WHAT YOU WILL DO -> Format the lines from the start of the entries below up to and including the line containing "(1411, 237)" as a JSON list of strings, one string per line, omitting any blank lines.

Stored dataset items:
────────
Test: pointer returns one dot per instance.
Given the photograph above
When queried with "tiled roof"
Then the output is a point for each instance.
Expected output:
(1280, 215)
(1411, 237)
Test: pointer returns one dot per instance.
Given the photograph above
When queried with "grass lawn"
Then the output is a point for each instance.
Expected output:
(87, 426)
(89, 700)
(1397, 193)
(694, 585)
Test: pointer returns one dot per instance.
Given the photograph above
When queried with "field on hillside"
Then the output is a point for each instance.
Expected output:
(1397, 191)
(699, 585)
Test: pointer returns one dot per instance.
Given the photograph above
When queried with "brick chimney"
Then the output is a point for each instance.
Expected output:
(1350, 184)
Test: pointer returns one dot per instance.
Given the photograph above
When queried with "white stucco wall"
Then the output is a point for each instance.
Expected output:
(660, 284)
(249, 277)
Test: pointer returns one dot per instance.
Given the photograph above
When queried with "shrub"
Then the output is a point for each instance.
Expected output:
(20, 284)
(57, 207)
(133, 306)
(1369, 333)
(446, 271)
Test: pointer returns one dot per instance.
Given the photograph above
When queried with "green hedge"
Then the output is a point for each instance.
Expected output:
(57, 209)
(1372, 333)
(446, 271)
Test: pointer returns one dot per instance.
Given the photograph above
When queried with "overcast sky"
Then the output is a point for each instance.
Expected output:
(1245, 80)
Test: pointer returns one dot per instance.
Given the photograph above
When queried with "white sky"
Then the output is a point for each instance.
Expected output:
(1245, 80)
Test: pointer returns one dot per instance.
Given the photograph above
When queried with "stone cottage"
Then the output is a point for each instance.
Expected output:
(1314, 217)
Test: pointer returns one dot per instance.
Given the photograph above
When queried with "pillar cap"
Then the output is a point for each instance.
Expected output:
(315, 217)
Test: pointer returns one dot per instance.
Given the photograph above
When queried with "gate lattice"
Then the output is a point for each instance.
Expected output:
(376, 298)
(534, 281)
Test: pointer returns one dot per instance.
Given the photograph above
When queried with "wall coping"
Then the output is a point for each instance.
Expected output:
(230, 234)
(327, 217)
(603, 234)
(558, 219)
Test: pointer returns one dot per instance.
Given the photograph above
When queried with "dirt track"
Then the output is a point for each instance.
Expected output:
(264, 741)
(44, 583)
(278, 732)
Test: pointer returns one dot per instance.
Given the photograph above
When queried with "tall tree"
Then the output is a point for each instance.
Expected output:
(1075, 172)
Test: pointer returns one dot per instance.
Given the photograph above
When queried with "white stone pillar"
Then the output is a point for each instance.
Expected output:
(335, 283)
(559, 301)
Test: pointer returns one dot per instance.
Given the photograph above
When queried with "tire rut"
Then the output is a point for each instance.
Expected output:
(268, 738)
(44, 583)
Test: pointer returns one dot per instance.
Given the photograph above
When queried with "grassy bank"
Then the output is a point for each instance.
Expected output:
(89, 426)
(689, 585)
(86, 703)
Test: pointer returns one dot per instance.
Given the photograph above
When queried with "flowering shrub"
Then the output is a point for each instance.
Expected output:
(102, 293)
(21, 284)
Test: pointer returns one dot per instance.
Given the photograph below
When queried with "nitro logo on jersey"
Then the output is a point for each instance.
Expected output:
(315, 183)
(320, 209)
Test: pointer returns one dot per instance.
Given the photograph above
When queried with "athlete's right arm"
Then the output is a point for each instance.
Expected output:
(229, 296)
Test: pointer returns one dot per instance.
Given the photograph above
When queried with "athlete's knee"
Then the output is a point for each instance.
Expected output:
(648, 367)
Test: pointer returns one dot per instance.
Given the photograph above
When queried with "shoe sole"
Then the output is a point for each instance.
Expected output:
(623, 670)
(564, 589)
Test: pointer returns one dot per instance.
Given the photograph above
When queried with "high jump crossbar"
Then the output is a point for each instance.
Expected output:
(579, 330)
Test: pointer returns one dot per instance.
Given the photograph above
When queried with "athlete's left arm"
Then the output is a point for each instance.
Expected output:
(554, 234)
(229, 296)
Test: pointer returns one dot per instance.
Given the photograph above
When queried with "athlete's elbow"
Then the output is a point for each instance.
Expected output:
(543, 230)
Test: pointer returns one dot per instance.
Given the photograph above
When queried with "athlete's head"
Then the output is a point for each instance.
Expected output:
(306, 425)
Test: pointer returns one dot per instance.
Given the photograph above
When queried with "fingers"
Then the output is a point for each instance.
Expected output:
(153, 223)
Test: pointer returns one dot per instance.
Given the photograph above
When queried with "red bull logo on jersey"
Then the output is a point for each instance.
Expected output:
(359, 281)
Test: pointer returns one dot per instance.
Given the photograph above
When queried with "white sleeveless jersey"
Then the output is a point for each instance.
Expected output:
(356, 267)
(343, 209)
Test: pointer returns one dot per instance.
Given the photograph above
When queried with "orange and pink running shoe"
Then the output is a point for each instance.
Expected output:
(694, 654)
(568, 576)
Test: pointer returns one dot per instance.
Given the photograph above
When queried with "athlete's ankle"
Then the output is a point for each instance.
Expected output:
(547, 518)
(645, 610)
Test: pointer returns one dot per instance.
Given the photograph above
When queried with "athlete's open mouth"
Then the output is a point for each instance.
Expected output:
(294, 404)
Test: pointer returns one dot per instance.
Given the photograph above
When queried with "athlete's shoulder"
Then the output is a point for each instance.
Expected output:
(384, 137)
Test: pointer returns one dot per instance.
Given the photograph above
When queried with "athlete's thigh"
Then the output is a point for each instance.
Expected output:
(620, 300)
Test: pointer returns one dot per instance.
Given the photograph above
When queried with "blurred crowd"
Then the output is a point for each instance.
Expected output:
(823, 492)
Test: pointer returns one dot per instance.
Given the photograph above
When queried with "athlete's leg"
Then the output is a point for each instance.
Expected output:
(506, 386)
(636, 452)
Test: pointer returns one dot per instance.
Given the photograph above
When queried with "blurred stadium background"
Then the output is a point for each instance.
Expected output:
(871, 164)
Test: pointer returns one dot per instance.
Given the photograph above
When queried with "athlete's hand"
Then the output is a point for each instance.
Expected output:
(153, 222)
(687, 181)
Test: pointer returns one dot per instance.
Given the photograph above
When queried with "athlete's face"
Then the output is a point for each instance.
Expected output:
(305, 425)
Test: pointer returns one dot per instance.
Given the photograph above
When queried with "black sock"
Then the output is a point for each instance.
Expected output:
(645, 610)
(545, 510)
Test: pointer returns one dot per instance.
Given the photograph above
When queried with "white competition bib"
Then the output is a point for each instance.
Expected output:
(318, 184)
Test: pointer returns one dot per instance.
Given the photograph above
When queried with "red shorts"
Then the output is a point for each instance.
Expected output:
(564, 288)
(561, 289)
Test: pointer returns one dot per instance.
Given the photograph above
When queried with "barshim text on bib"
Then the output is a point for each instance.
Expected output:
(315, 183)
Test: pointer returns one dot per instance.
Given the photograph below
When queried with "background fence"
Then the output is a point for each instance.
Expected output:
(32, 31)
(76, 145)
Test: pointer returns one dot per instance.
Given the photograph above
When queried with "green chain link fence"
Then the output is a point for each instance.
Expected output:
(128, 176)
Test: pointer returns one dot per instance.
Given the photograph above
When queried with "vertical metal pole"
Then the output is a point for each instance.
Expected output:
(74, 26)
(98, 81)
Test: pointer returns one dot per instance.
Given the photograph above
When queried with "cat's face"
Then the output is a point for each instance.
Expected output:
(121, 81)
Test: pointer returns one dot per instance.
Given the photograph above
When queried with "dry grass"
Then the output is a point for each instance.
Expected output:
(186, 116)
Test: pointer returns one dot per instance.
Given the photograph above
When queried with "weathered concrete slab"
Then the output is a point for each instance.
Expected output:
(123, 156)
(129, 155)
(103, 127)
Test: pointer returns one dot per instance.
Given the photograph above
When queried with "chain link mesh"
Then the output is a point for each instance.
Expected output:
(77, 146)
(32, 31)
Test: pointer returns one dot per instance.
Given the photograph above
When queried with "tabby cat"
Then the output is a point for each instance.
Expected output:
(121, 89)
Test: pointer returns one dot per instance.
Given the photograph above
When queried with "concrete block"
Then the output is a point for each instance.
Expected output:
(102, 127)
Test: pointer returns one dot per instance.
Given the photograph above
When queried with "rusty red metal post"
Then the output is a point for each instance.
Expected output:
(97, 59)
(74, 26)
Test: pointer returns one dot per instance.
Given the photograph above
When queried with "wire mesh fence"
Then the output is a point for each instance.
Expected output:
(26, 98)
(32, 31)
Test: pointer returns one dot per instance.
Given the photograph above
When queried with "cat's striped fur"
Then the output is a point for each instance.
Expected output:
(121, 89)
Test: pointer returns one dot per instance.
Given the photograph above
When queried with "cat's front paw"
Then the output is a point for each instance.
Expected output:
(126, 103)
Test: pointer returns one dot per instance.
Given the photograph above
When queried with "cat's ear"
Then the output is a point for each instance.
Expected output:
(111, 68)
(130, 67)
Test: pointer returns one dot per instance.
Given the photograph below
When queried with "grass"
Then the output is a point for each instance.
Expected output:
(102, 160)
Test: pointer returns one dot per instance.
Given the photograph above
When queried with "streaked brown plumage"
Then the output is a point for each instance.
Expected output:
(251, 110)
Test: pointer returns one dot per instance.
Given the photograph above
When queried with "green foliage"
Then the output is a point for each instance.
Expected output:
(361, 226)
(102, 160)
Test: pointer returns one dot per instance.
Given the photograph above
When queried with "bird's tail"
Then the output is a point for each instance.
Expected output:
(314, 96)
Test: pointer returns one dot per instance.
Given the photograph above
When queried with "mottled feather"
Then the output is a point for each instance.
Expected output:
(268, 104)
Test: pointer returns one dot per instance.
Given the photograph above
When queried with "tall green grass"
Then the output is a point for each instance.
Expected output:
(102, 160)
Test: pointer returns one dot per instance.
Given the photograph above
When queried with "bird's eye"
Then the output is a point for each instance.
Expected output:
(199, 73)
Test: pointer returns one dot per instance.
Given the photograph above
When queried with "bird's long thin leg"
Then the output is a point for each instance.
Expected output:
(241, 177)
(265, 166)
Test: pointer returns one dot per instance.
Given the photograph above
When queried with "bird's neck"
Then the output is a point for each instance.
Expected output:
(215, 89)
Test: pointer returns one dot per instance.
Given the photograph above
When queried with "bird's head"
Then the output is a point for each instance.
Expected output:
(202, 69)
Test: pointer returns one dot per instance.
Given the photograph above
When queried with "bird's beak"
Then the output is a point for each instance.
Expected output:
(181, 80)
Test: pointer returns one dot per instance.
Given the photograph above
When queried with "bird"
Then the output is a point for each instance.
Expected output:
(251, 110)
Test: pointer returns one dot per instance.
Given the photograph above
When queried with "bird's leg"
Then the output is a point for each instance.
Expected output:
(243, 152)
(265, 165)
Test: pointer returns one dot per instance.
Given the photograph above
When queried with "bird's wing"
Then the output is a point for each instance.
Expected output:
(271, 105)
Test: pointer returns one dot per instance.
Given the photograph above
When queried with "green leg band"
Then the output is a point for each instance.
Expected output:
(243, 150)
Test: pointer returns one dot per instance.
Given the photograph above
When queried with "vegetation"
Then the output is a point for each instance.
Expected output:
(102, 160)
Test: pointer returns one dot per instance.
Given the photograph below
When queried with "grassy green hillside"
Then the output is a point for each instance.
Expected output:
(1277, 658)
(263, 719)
────────
EXPECTED ANSWER ->
[
  "Test: pointer returns one dot per instance.",
  "Given the photograph above",
  "When queried with \"tiled roof\"",
  "Then the output is a point for each instance.",
  "Expected output:",
  "(1280, 215)",
  "(1411, 237)"
]